Salah tafsir tentang pemahaman agama lah yang membuat kita seolah gerah atau was-was terhadap kasus yang berbau ‘keajaiban’. Akhirnya kita alergi tehadap semua keajaiban yang Allah anugerahkan kepada para Kekasih-Nya. Masyarakat semakin dijauhkan dengan fenomena keajaiban akibat kelirunya para tokoh media dan Ulama dalam membedah masalah. Akibatnya masyarakat (akibat salah memahami sumber hukum agama) menjadi kehilangan arah dalam membedah kasus kehidupan akibat selalu dibentengi dengan pemahaman istilah syirik, bid’ah atau khurafat yang salah.

Kekeliruan pertama adalah kekeliruan masyarakat ketika berinteraksi dengan dunia pengobatan. Sebelum munculnya 'Ponari dan batunya' itu mungkin secara sadar maupun tidak sadar beranggapan bahwa aneka obat herbal atau obat medis lainnya dianggap sebagai penyembuh. Mereka tidak mendudukkan peran obat sebagai wasilah dan menyandarkan hakikat segala sesuatunya kepada Allah SWT yang menyembuhkan.

§ **DAFTAR CATATAN**:
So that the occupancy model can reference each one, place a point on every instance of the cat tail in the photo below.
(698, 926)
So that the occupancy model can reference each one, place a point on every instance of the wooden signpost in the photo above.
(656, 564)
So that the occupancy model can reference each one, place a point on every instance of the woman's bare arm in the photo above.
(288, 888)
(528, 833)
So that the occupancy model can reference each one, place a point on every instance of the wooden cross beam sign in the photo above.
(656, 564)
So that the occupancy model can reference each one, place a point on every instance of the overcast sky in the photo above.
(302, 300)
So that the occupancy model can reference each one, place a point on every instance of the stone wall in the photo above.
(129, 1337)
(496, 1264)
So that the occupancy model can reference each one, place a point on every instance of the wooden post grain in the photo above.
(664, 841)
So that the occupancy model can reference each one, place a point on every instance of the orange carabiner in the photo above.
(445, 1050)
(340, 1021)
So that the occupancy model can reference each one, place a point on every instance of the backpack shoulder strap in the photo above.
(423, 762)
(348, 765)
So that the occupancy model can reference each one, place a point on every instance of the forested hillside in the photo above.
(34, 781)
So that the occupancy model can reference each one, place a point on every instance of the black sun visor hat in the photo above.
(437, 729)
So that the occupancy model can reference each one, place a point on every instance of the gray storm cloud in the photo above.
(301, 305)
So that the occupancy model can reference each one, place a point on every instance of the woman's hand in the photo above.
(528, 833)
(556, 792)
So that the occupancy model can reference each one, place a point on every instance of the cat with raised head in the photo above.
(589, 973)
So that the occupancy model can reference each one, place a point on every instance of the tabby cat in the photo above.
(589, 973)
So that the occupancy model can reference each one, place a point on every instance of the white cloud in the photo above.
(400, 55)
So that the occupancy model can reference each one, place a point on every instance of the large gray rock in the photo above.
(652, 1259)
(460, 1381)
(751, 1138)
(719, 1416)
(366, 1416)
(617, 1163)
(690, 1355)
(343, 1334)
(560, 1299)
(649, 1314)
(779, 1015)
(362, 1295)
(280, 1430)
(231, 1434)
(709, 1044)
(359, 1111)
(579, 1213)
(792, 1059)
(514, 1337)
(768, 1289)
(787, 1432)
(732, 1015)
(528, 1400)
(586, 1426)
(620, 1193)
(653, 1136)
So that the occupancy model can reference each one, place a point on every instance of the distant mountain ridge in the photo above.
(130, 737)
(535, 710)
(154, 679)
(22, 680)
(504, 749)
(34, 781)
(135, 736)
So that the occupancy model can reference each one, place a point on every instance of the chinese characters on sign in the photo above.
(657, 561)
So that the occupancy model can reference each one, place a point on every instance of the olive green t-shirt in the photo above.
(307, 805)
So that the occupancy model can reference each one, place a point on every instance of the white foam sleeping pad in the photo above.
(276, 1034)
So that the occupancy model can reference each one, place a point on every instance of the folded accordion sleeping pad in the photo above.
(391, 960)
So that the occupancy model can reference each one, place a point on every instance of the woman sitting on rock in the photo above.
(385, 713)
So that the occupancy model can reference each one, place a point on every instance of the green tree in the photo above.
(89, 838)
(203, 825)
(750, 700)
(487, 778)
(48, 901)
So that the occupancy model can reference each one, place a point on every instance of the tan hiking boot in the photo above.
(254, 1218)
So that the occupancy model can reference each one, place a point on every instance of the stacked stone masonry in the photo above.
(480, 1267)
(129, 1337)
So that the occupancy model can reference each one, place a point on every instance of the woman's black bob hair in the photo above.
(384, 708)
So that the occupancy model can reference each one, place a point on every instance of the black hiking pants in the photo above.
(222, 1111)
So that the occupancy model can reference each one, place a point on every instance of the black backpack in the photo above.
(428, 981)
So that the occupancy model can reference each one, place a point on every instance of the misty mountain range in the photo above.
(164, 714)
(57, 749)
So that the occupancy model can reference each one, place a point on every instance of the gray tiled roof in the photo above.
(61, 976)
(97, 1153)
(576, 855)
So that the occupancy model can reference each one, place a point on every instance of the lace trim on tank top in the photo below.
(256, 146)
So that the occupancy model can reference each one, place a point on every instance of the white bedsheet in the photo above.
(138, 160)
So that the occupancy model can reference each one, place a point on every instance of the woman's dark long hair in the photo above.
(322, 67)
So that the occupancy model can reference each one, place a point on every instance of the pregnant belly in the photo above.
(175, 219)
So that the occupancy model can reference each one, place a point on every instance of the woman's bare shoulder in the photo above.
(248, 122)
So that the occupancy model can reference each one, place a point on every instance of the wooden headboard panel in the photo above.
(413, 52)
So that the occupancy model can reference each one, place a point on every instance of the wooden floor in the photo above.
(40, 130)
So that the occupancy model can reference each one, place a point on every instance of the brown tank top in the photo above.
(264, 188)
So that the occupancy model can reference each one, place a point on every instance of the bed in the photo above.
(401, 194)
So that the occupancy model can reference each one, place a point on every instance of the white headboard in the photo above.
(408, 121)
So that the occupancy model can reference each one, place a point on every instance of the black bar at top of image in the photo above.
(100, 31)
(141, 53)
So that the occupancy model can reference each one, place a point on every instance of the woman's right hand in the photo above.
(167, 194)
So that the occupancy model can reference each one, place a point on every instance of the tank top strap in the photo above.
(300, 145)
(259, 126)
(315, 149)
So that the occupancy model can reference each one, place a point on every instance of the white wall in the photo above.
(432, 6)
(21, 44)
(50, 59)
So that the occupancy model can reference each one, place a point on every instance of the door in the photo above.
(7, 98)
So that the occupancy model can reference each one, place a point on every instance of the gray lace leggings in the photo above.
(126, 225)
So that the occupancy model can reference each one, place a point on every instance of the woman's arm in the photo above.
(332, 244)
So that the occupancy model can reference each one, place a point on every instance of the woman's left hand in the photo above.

§ **SOAL**:
Perbarui bagian teks bacaan di antara "Kekeliruan pertama adalah" dan "SWT yang menyembuhkan.", termasuk keduanya, lalu tulis ulang dengan "obat herbal" diganti menjadi "jamu tradisional".

§ **JAWABAN SOAL**:
Kekeliruan pertama adalah kekeliruan masyarakat ketika berinteraksi dengan dunia pengobatan. Sebelum munculnya 'Ponari dan batunya' itu mungkin secara sadar maupun tidak sadar beranggapan bahwa aneka jamu tradisional atau obat medis lainnya dianggap sebagai penyembuh. Mereka tidak mendudukkan peran obat sebagai wasilah dan menyandarkan hakikat segala sesuatunya kepada Allah SWT yang menyembuhkan.